[Image-backed grounding data]
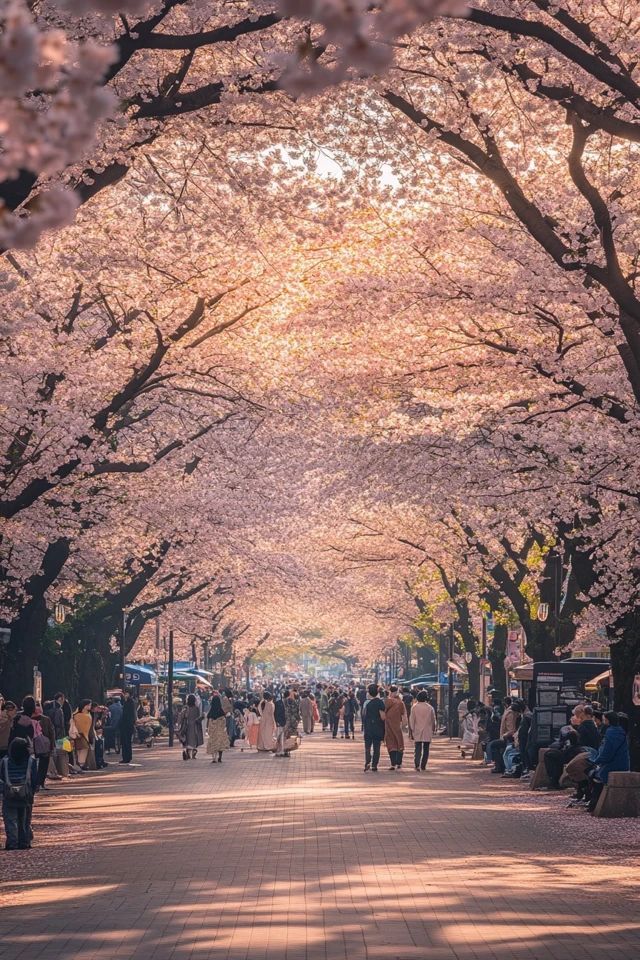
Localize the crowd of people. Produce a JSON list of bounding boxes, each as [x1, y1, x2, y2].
[[0, 689, 163, 849], [173, 681, 438, 773], [456, 694, 631, 813], [3, 676, 630, 850]]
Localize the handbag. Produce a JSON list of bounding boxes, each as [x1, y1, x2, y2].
[[2, 757, 35, 806]]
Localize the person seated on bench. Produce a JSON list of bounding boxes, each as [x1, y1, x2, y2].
[[587, 711, 630, 813], [543, 704, 600, 790]]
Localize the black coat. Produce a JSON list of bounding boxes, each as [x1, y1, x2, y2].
[[120, 699, 137, 731]]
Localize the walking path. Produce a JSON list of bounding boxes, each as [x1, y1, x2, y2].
[[1, 735, 639, 960]]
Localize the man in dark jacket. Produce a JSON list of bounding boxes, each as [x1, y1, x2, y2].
[[45, 699, 65, 741], [576, 705, 600, 750], [274, 696, 287, 757], [119, 691, 137, 765], [54, 694, 71, 736], [362, 683, 386, 773]]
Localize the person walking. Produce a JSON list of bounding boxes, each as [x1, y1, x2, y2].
[[206, 695, 230, 763], [257, 692, 277, 752], [274, 695, 287, 757], [0, 701, 17, 760], [282, 688, 301, 757], [319, 686, 330, 731], [119, 690, 136, 765], [384, 686, 407, 770], [242, 705, 260, 750], [344, 690, 357, 740], [179, 693, 204, 760], [409, 690, 436, 771], [328, 691, 342, 739], [362, 684, 385, 772], [300, 692, 315, 735], [1, 738, 39, 850]]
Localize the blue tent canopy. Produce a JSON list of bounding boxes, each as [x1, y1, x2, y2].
[[124, 664, 158, 685]]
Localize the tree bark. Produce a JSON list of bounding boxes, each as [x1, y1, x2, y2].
[[609, 612, 640, 772], [0, 538, 70, 698]]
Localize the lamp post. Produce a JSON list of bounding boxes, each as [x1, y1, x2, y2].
[[167, 628, 175, 747], [447, 624, 455, 739]]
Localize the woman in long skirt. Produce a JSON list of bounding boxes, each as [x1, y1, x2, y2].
[[206, 695, 230, 763], [179, 693, 204, 760], [243, 706, 260, 750], [256, 692, 276, 752]]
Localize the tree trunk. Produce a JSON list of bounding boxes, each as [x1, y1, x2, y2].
[[467, 652, 480, 700], [488, 623, 508, 697], [609, 612, 640, 772], [0, 538, 70, 699]]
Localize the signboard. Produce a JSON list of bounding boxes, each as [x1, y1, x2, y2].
[[33, 668, 42, 703], [485, 613, 494, 639]]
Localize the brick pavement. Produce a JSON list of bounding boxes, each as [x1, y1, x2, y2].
[[1, 733, 639, 960]]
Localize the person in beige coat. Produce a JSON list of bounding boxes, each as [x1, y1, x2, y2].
[[409, 691, 437, 771], [383, 687, 407, 770]]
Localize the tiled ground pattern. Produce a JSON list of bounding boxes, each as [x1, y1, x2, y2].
[[0, 733, 638, 960]]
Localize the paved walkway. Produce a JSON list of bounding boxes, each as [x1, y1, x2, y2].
[[1, 734, 639, 960]]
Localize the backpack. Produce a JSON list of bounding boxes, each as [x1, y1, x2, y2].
[[32, 719, 51, 756], [2, 757, 35, 807]]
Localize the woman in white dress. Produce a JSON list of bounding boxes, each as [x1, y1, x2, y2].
[[256, 691, 276, 752]]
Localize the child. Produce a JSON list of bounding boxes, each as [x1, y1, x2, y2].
[[1, 737, 38, 850]]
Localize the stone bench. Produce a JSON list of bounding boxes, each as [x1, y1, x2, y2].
[[530, 747, 552, 790], [593, 771, 640, 818]]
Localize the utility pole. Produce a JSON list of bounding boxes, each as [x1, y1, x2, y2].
[[168, 629, 175, 747]]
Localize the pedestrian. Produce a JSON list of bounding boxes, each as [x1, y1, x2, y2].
[[362, 683, 385, 773], [384, 685, 407, 770], [105, 697, 122, 753], [33, 703, 55, 788], [179, 693, 204, 760], [242, 705, 260, 750], [328, 691, 342, 739], [409, 690, 436, 771], [319, 686, 330, 731], [344, 690, 357, 740], [282, 688, 301, 757], [257, 692, 276, 752], [1, 737, 38, 850], [54, 693, 72, 736], [91, 705, 109, 769], [119, 690, 136, 765], [300, 691, 315, 734], [72, 700, 94, 770], [0, 701, 17, 760], [9, 695, 38, 751], [206, 695, 230, 763], [274, 695, 287, 757]]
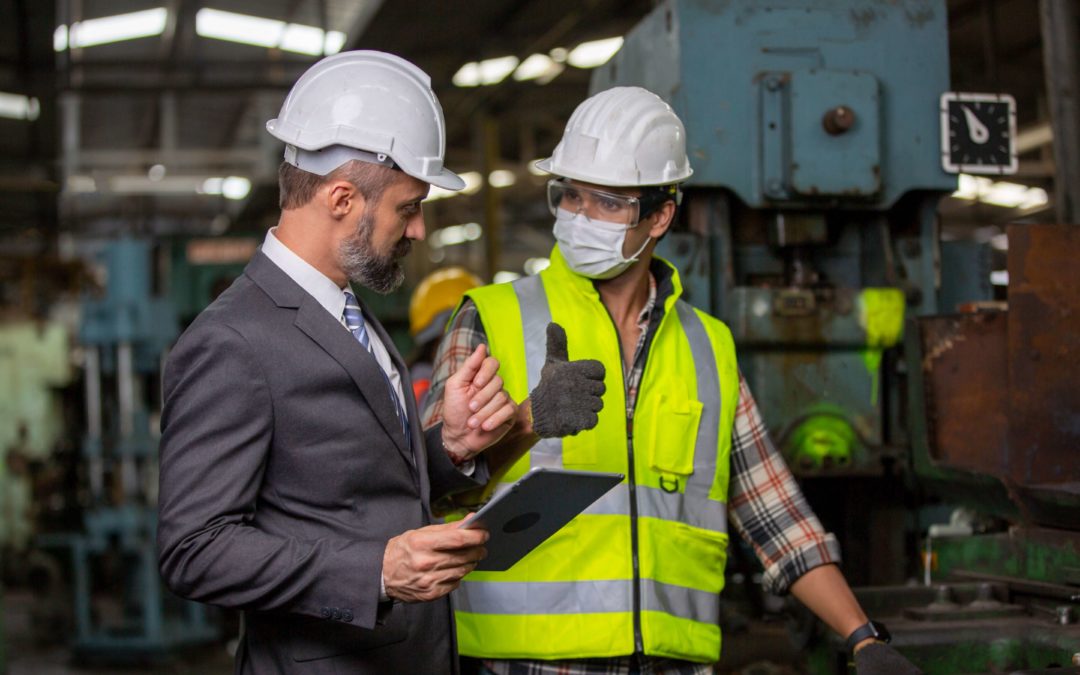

> Requirement
Output the data above exactly. Drop every picture.

> Solution
Localize the crowd of people. Produce a JSON list of bounding boxes, each as [x1, y1, x2, y2].
[[0, 689, 163, 849], [173, 681, 438, 773], [456, 694, 631, 813], [3, 676, 630, 850]]
Localize the handbag. Produce a JSON list of bounding boxes, each as [x1, y1, x2, y2].
[[2, 757, 35, 806]]
Localize the person seated on bench. Produce a JSON list of bounding boxes, each as [x1, y1, x2, y2].
[[587, 711, 630, 813], [543, 704, 600, 790]]
Localize the black coat. Produce a JSON list of bounding boxes, each as [x1, y1, x2, y2].
[[120, 699, 137, 731]]
Localize the walking path. Produce a JSON list of bounding boxes, each as [x1, y1, x2, y2].
[[1, 735, 639, 960]]
Localize the man in dark jacket. Produce a JSON list of bounding boxes, each as [x1, y1, x2, y2].
[[45, 699, 65, 741], [576, 705, 600, 750], [274, 696, 287, 757], [119, 691, 137, 765], [54, 694, 71, 736], [362, 683, 386, 773]]
Localize the person walking. Produce a JSON list of bounding boxes, each as [x1, y1, x2, y2].
[[206, 695, 230, 763], [257, 692, 277, 752], [274, 695, 287, 757], [0, 701, 17, 760], [282, 688, 301, 757], [319, 686, 330, 731], [119, 690, 136, 765], [384, 686, 407, 770], [242, 705, 260, 750], [344, 690, 357, 740], [179, 693, 204, 760], [409, 690, 436, 771], [328, 691, 342, 739], [362, 684, 385, 772], [300, 692, 315, 735], [1, 738, 39, 850]]
Localize the blue tent canopy. Produce a JSON list of bounding boxes, each as [x1, y1, x2, y2].
[[124, 664, 158, 685]]
Localize the tree bark. Produce a JSON list of bounding boxes, each as [x1, y1, x2, y2].
[[609, 612, 640, 772], [0, 538, 70, 698]]
Localize the lamp post. Produce a JSON list of bounding boxes, each as [x1, y1, x2, y2].
[[167, 628, 175, 747], [447, 624, 455, 739]]
Localize the woman in long skirt. Produce a JSON list of bounding boxes, each as [x1, y1, x2, y2].
[[206, 695, 230, 763], [179, 693, 204, 760], [243, 706, 260, 750], [256, 692, 276, 752]]
Localize the tree trunk. Produce a JSON list of bounding boxes, each as [x1, y1, x2, y2].
[[467, 652, 480, 700], [488, 623, 508, 697], [609, 612, 640, 772], [0, 538, 70, 699]]
Localize the signboard. Produce a JSON list of bounding boxes, each as [x1, y1, x2, y2].
[[33, 668, 42, 703], [485, 613, 494, 639]]
Localize the brick pavement. Produce a JSON list of bounding boxes, each as [x1, y1, x2, y2].
[[1, 733, 639, 960]]
Localize the person in beige coat. Produce a JSON list of bounding boxes, each as [x1, y1, x2, y2].
[[409, 691, 437, 771], [383, 687, 407, 770]]
Localize the tiled ground pattern. Produce a JSON list of bounding boxes, each as [x1, y1, x2, y2].
[[0, 733, 638, 960]]
Localize the paved walkway. Produce a JSON list of bounding boxes, each as [x1, y1, x2, y2].
[[1, 734, 639, 960]]
Localize the backpack. Produce a JSON list of bounding boxes, each as [x1, y1, x2, y2].
[[32, 719, 51, 756], [2, 757, 35, 807]]
Localize the woman in white dress. Produce a JSON list of bounding boxes, each as [x1, y1, x2, y2].
[[256, 691, 276, 752]]
Localize the child. Produce a JSON list of bounding boxes, each as [x1, y1, x2, y2].
[[1, 737, 38, 850]]
Localize the stone bench. Produce a JSON list of bounding boxes, each as [x1, y1, x2, y2].
[[530, 747, 552, 790], [593, 771, 640, 818]]
Localize the utility pole. Produce a JSON list of bounding boxes, each as [x1, y1, x2, y2].
[[168, 629, 175, 747]]
Localize the pedestrian. Produce a JSON list of bounding boxes, each as [x1, y1, x2, y2].
[[362, 683, 385, 773], [384, 685, 407, 770], [105, 697, 122, 753], [33, 703, 55, 788], [179, 693, 204, 760], [242, 705, 260, 750], [328, 691, 342, 739], [409, 690, 436, 771], [319, 686, 330, 731], [344, 690, 357, 740], [282, 688, 301, 757], [257, 692, 276, 752], [1, 737, 38, 850], [54, 693, 72, 736], [91, 705, 109, 769], [119, 690, 136, 765], [300, 691, 315, 734], [72, 700, 94, 770], [0, 701, 17, 760], [9, 695, 38, 751], [206, 695, 230, 763], [274, 695, 287, 757]]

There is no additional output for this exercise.